- Stated problem:
Find every line in the records that contains the word "pale", and copy each of those lines in full.

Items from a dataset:
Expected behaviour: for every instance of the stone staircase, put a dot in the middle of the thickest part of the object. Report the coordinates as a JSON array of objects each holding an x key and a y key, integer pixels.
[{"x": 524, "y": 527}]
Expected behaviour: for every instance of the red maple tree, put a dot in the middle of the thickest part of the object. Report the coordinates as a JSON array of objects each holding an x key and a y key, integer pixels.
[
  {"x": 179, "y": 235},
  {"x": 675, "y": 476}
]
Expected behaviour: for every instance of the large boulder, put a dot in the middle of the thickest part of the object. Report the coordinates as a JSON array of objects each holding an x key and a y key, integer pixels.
* * *
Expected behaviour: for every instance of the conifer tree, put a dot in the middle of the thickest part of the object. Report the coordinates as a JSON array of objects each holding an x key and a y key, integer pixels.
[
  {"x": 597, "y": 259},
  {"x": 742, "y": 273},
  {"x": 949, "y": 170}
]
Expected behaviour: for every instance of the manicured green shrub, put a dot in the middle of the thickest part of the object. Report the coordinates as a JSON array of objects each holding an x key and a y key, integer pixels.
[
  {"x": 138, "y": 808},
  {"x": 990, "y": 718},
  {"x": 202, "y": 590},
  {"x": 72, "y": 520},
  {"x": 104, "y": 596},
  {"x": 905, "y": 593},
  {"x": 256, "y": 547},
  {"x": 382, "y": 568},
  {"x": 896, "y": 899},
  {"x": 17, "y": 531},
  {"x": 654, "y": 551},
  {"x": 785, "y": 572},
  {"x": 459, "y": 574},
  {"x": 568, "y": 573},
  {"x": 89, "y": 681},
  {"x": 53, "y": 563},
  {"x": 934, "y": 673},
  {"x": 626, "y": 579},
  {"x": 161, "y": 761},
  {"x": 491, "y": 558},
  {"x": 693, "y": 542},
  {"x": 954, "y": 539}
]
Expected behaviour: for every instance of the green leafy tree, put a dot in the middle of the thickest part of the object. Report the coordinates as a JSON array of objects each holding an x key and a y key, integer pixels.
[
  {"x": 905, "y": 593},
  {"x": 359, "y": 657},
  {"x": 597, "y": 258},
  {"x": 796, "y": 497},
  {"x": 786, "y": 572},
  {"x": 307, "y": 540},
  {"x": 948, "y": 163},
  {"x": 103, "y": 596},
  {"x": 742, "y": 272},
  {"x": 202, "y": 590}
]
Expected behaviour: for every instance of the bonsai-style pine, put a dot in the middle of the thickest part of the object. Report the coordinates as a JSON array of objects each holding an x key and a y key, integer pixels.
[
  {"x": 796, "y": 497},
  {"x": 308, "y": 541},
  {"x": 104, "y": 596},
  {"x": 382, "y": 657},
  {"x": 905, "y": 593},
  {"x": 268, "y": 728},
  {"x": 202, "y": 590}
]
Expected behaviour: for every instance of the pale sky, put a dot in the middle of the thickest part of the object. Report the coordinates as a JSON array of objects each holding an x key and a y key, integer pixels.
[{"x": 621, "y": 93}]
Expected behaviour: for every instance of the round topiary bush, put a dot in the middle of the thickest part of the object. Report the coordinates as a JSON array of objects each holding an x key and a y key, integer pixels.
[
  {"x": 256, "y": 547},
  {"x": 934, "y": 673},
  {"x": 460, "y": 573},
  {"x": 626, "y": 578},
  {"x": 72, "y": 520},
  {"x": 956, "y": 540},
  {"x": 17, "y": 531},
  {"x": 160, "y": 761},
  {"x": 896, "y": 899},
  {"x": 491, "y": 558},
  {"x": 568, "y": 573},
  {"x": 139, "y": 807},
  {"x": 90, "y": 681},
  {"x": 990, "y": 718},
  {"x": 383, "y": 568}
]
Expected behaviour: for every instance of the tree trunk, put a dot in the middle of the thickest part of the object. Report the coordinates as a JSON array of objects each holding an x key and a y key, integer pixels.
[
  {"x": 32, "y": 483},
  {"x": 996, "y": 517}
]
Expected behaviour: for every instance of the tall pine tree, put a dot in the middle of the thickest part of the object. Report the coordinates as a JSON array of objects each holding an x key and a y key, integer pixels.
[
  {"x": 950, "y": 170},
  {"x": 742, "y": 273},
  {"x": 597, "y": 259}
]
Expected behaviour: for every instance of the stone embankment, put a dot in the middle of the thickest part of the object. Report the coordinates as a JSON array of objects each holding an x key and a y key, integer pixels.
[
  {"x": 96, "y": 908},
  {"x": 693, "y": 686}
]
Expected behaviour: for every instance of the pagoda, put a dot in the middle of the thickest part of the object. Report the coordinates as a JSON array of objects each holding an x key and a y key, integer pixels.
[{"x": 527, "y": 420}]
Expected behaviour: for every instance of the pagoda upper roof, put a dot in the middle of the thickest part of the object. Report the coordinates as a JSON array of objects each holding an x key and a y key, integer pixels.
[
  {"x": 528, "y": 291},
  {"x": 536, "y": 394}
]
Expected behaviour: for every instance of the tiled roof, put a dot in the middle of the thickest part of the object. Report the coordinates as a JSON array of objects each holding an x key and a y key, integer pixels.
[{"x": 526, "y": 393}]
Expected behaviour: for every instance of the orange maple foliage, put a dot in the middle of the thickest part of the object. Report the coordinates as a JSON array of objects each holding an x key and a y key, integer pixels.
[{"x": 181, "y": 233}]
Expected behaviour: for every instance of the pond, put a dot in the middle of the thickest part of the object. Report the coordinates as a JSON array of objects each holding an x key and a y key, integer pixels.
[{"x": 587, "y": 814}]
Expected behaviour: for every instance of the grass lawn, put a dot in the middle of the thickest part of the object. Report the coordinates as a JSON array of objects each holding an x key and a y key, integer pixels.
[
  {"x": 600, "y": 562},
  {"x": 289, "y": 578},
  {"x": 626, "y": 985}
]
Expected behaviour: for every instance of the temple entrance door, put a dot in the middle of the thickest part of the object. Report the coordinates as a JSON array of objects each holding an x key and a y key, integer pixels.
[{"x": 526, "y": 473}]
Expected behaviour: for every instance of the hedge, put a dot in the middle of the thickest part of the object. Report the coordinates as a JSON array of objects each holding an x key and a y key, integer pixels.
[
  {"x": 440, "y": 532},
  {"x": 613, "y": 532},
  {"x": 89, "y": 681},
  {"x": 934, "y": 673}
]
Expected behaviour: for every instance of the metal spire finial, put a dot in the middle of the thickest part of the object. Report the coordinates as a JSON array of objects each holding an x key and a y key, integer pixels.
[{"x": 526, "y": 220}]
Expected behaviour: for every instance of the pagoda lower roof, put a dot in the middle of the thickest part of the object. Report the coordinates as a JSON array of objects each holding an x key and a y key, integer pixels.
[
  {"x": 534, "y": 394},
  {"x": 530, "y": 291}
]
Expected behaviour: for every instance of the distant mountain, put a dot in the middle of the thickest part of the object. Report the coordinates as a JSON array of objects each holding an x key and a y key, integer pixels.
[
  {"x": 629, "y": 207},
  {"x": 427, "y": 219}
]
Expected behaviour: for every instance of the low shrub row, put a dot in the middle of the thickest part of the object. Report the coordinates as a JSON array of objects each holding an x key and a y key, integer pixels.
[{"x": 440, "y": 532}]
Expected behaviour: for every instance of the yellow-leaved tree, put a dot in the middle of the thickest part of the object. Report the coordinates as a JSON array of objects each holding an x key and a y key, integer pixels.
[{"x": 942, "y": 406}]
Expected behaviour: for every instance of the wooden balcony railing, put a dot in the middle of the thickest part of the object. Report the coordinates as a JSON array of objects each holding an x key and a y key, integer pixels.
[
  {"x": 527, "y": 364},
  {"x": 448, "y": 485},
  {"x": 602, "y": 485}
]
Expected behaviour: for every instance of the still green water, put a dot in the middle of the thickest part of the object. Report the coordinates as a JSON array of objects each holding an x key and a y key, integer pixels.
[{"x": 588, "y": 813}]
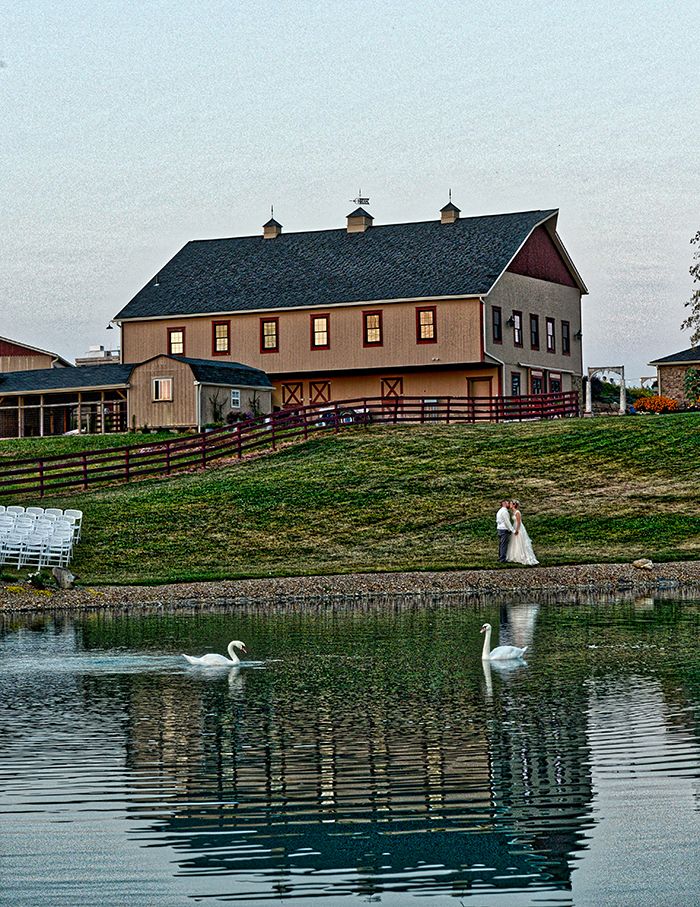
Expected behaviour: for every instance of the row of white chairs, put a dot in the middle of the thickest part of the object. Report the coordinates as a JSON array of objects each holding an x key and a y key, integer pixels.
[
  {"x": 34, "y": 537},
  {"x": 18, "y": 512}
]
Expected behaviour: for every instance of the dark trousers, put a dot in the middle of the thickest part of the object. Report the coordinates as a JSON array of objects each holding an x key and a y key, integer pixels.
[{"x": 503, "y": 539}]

- Response:
Expected behaviour: for every instance of the pale sky, put a dot in the middle of the thickest part of the object. Report the coordinates as a JSON array of objects each holding an x key and a y key, integer pixels.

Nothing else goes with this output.